▶ Selection
--- Start ---
I plan to do a full write-up about this mead and brew once I go through the backsweetening/balancing process, but I thought this was interesting enough to share as is.

The plan was to make a low ABV, quick turnaround strawberry lemonade mead to have on tap for the summer. For a ~6.5 gallon batch I used a full pallet of strawberries juiced into 7.14lbs of juice, and 9.68lbs of honey (really just the rest of the honey in the bucket). Low starting OG of 1.057 which fermented down to 0.994 in 11 days.

I wanted to see if the combo of low ABV and aggressive filtering would let me skip out on any of the aging process.

Before it’d even fully finished blubbing, I ran it through a series plate/disk filters. The image shows, from left to right, Original -> Clarifying (5-7um) -> Polishing (1-2um) -> Semi-Sterilizing (~0.5um).

Taste at each stage: Undrinkable -> Bad -> Pretty Good -> Shockingly Clean

Most of the strawberry flavor was sadly left behind, but I think that was true even before the filtering. Left with a nice strawberry aroma and a hint of the taste in a very smooth, if lacking in depth and complexity, mead.
--- End ---
▶ Dataset rows
--- Start ---
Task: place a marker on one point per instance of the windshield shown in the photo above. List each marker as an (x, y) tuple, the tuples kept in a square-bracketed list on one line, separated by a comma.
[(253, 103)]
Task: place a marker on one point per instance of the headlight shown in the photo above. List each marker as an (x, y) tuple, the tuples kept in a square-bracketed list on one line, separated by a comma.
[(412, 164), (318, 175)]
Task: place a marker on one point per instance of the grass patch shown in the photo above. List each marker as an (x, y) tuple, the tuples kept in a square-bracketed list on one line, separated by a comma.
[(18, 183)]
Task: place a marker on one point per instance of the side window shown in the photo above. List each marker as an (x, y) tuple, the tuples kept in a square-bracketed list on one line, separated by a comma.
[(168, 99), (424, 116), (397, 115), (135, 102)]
--- End ---
--- Start ---
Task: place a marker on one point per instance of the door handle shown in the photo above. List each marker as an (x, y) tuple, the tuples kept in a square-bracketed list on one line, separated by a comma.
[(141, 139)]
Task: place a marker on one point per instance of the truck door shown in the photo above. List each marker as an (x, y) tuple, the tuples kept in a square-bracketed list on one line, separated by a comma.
--- End ---
▶ Actions to take
[A] Answer these about the strawberry mead post:
(i) How many pounds of strawberry juice went into the batch?
(ii) How many days did fermentation take to reach 0.994?
(iii) How did the mead taste after the Polishing filter?
[B] Write out the strawberry mead post word for word, beginning at the words "I plan to do" and stopping after "share as is.".

▶ Answers to the exercises
[A]
(i) 7.14 lbs
(ii) 11 days
(iii) Pretty Good

[B]
I plan to do a full write-up about this mead and brew once I go through the backsweetening/balancing process, but I thought this was interesting enough to share as is.